**TASK ITEM**. The records below need to be restated word for word.

**Records excerpted from a collection**.
<<<<

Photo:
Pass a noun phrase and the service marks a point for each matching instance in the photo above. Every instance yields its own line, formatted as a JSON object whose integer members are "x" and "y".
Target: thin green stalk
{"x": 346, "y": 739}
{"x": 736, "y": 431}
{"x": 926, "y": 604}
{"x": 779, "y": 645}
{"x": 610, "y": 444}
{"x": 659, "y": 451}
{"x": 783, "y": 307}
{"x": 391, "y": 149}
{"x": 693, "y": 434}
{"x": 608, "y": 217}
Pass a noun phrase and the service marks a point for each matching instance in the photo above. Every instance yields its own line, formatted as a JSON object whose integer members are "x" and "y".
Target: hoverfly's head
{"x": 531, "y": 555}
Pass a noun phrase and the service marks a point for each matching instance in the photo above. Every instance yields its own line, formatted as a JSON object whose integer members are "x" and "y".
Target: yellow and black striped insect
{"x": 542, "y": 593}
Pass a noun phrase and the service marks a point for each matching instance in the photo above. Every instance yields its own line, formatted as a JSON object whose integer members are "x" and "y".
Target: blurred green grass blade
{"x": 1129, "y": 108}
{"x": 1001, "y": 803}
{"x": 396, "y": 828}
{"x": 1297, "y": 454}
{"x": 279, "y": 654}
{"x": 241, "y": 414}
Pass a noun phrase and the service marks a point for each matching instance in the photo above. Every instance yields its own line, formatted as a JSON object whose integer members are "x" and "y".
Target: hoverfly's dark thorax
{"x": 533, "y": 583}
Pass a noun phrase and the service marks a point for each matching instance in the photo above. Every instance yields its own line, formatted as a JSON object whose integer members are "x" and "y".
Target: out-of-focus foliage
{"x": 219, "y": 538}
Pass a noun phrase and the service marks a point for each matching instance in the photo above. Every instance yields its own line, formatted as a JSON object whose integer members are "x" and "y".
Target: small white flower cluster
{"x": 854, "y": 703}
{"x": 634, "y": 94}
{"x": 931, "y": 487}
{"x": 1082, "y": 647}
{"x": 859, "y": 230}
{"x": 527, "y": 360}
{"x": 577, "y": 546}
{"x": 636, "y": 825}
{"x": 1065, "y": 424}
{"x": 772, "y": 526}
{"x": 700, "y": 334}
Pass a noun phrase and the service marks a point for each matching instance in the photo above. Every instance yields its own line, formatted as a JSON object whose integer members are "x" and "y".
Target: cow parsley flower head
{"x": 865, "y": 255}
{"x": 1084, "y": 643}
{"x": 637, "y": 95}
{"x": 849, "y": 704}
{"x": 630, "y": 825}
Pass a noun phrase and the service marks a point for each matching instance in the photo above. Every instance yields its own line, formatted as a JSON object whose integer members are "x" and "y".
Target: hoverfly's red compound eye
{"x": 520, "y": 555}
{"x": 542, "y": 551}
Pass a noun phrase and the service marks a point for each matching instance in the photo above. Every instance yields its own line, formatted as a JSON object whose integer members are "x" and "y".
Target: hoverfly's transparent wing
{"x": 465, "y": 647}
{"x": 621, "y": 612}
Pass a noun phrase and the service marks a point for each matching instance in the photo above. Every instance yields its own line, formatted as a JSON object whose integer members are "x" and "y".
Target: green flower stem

>>>>

**TASK RESPONSE**.
Photo:
Pass a noun phrase and the service marks a point for each matching instance in the photo above. Every instance yields its own line, formatted as a JSON object whose integer members are "x" and "y".
Target: thin green stalk
{"x": 346, "y": 739}
{"x": 736, "y": 431}
{"x": 926, "y": 604}
{"x": 779, "y": 645}
{"x": 610, "y": 444}
{"x": 659, "y": 451}
{"x": 783, "y": 307}
{"x": 391, "y": 149}
{"x": 693, "y": 434}
{"x": 608, "y": 217}
Pass a noun phrase and the service marks a point for each matching instance in the photo above. Every instance yields its own line, formatted as a JSON object whose integer members are "x" and "y".
Target: hoverfly's head
{"x": 531, "y": 555}
Pass a noun phrase and the service marks a point for each matching instance in the photo above. Every instance yields its own line, formatted as a JSON object whose integer members are "x" and "y".
Target: yellow and black striped insect
{"x": 542, "y": 593}
Pass a noun phrase and the service marks a point for each matching instance in the photo above. Every instance yields its own line, formatted as a JSON object whose integer members are "x" and "y".
Target: blurred green grass blade
{"x": 1129, "y": 108}
{"x": 1001, "y": 803}
{"x": 396, "y": 828}
{"x": 1297, "y": 454}
{"x": 279, "y": 654}
{"x": 241, "y": 414}
Pass a noun phrase and the service marks a point for each matching instance in the photo above. Every instance yields its own line, formatted as a JSON object whose integer members are "x" and "y".
Target: hoverfly's dark thorax
{"x": 533, "y": 583}
Pass a noun phrase and the service marks a point for each matching instance in the photo above. Every instance yields its own line, formatted as a JSON object whose integer members are "x" and "y".
Target: out-of-focus foliage
{"x": 219, "y": 538}
Pass a noun phrase and the service marks a point for each matching instance in the photo above. Every instance yields its own line, formatted as a JSON object whose integer members are "x" and "y".
Target: small white flower cluster
{"x": 854, "y": 703}
{"x": 634, "y": 94}
{"x": 931, "y": 487}
{"x": 1082, "y": 647}
{"x": 859, "y": 230}
{"x": 527, "y": 360}
{"x": 577, "y": 546}
{"x": 636, "y": 825}
{"x": 1065, "y": 424}
{"x": 772, "y": 526}
{"x": 700, "y": 334}
Pass a noun phrase and the service marks a point for each matching instance in the photo above. Every instance yields its own line, formatted as a JSON object whose integer members are "x" and "y".
Target: cow parsley flower head
{"x": 865, "y": 255}
{"x": 1084, "y": 643}
{"x": 637, "y": 95}
{"x": 849, "y": 704}
{"x": 630, "y": 825}
Pass a noun phrase and the service marks a point for each matching instance in the photo above. Every instance yields its own line, formatted as a JSON object whose integer members are "x" and "y".
Target: hoverfly's red compound eye
{"x": 520, "y": 555}
{"x": 542, "y": 551}
Pass a noun phrase and the service marks a point for each matching instance in the photo above. Every instance yields its own line, formatted as a JSON object whose integer members are "x" and "y".
Target: hoverfly's transparent wing
{"x": 465, "y": 647}
{"x": 621, "y": 612}
Pass a noun phrase and the service marks a point for each matching instance in the photo above. Every instance yields its own line, formatted as a JSON object whose integer members are "x" and "y".
Target: green flower stem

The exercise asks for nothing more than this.